*** Records to use ***

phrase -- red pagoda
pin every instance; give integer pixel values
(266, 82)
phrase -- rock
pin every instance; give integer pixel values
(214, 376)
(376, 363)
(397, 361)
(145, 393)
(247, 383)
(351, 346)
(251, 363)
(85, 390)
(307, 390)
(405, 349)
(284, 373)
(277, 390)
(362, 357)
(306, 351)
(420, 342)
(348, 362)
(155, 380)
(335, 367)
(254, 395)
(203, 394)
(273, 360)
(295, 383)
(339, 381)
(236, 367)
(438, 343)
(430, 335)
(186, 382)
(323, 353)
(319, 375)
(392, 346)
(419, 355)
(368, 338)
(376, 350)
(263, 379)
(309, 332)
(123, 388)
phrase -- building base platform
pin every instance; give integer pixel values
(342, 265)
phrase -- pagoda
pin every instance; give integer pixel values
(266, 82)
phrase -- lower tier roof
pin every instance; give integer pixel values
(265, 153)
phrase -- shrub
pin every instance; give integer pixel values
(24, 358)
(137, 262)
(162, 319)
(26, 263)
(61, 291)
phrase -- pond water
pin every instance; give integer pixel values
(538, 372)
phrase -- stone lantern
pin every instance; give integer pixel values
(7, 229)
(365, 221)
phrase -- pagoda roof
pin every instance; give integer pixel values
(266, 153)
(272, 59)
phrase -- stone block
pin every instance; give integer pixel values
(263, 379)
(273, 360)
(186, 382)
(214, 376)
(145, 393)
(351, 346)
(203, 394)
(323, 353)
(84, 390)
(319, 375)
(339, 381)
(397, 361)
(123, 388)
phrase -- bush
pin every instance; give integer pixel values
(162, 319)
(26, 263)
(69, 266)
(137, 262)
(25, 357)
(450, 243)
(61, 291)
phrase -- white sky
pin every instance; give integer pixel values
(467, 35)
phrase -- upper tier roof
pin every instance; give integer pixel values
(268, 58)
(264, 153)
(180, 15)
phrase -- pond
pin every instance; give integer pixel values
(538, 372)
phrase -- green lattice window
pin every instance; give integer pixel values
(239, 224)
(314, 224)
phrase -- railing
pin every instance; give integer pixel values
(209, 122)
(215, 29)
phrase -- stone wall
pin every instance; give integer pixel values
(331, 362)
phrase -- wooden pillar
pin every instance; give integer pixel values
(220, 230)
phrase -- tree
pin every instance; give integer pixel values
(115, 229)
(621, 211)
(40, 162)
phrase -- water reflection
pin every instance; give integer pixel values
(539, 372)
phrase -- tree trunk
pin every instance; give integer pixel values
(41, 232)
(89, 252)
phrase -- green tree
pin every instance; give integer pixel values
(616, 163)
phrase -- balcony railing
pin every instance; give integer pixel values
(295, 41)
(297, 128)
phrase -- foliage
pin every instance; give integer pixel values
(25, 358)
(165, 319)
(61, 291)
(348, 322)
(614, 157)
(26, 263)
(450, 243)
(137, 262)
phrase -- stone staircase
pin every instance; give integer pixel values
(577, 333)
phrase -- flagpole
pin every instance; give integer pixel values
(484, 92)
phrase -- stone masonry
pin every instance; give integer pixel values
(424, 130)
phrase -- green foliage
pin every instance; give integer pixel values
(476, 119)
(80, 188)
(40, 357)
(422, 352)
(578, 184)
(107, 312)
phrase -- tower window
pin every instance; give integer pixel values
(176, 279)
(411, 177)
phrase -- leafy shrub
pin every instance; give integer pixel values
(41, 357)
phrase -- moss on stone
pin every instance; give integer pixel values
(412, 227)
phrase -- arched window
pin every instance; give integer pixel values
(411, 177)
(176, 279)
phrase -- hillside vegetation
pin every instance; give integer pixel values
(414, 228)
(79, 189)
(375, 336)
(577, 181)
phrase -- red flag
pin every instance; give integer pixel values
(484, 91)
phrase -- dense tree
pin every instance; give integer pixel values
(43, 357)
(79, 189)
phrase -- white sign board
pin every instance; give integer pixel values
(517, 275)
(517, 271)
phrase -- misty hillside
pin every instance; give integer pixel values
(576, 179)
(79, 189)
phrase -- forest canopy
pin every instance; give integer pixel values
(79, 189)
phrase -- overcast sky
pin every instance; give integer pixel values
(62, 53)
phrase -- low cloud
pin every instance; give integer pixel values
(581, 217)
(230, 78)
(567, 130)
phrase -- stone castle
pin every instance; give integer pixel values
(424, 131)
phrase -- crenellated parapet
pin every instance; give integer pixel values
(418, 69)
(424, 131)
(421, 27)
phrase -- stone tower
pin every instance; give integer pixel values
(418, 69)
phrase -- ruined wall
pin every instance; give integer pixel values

***

# Work instructions
All the entries are to be reproduced verbatim.

# Result below
phrase -- red pagoda
pin every instance; give integer pixel values
(266, 82)
phrase -- rock
pin every instance; give integer pixel values
(214, 376)
(376, 363)
(397, 361)
(145, 393)
(247, 383)
(351, 346)
(251, 363)
(85, 390)
(307, 390)
(405, 349)
(284, 373)
(277, 390)
(362, 357)
(306, 351)
(420, 342)
(348, 362)
(155, 380)
(335, 367)
(254, 395)
(203, 394)
(273, 360)
(295, 383)
(339, 381)
(236, 367)
(438, 343)
(430, 335)
(186, 382)
(323, 353)
(319, 375)
(392, 346)
(419, 355)
(368, 338)
(376, 350)
(263, 379)
(309, 332)
(123, 388)
phrase -- building base platform
pin every instance; give integer pixel values
(342, 265)
phrase -- pagoda
pin every instance; give integer pixel values
(266, 82)
phrase -- lower tier roof
pin every instance; give integer pixel values
(265, 153)
phrase -- shrub
pin every instance; give integer pixel values
(24, 358)
(137, 262)
(162, 319)
(26, 263)
(61, 291)
phrase -- pond water
pin every instance; give integer pixel values
(538, 372)
phrase -- stone lantern
pin every instance; give integer pixel values
(7, 229)
(365, 221)
phrase -- pagoda roof
pin every instance; give integer pixel values
(266, 153)
(272, 59)
phrase -- stone block
pin every instance; give integer pixel values
(263, 379)
(273, 360)
(186, 382)
(214, 376)
(145, 393)
(351, 346)
(203, 394)
(323, 353)
(84, 390)
(319, 375)
(339, 381)
(397, 361)
(123, 388)
phrase -- bush
pin every instance; give integer pixel values
(162, 319)
(26, 263)
(69, 266)
(137, 262)
(25, 357)
(450, 243)
(61, 291)
phrase -- white sky
pin every instance; give integer pixel values
(467, 35)
phrase -- upper tier roof
pin every instance; give integer pixel values
(268, 58)
(264, 153)
(180, 15)
phrase -- pond
pin every instance; give integer pixel values
(538, 372)
phrase -- green lattice window
pin every instance; give integer pixel values
(239, 224)
(314, 224)
phrase -- railing
pin every instance; give integer pixel values
(209, 122)
(215, 29)
phrase -- stone wall
pin every instance; give integer pixel values
(331, 362)
phrase -- wooden pillar
pin every instance; give integer pixel values
(220, 230)
phrase -- tree
pin every instance; give integer pixel values
(115, 229)
(621, 211)
(40, 162)
phrase -- water reflection
pin every instance; give integer pixel values
(539, 372)
phrase -- tree trunk
pin every instance; give integer pixel values
(41, 232)
(89, 252)
phrase -- green tree
pin every instance; give integer pixel values
(616, 163)
phrase -- balcony railing
pin every instance; give integer pixel values
(295, 41)
(297, 128)
phrase -- foliage
pin every instance; give integer pixel values
(25, 358)
(165, 319)
(61, 291)
(348, 322)
(614, 157)
(26, 263)
(450, 243)
(137, 262)
phrase -- stone staircase
pin every instance; give integer pixel values
(577, 333)
phrase -- flagpole
pin every instance; give integer pixel values
(484, 92)
phrase -- stone masonry
pin every instance; give integer pixel values
(424, 130)
phrase -- green foliage
pin every instance; give integer pixel values
(476, 119)
(80, 188)
(40, 357)
(422, 352)
(578, 184)
(107, 312)
phrase -- tower window
pin every instance; give integer pixel values
(176, 279)
(411, 177)
phrase -- leafy shrub
pin every instance; give integer pixel values
(41, 357)
phrase -- moss on stone
pin every instance; give integer pixel values
(412, 227)
phrase -- arched window
pin every instance; give integer pixel values
(411, 177)
(176, 279)
phrase -- hillside vegetation
pin every instance; give integer pixel values
(414, 228)
(79, 189)
(375, 336)
(577, 181)
phrase -- red flag
pin every instance; give integer pixel values
(484, 91)
phrase -- dense tree
pin every instance; give integer pixel values
(43, 357)
(79, 189)
phrase -- white sign board
pin every instance; give integer pixel values
(517, 275)
(517, 271)
phrase -- misty hillside
pin every instance; give integer pixel values
(576, 179)
(79, 189)
phrase -- forest canopy
pin every instance; give integer pixel values
(79, 189)
phrase -- overcast sky
pin every instance; give integer pixel values
(62, 53)
phrase -- low cloud
pin every instance; give integer pixel values
(581, 217)
(230, 78)
(567, 130)
phrase -- stone castle
pin every instance; give integer pixel values
(424, 131)
phrase -- crenellated parapet
pin every instance; give integer pixel values
(418, 69)
(424, 131)
(421, 27)
phrase -- stone tower
pin every instance; give integer pixel values
(418, 69)
phrase -- ruined wall
pin every instance; give integer pixel values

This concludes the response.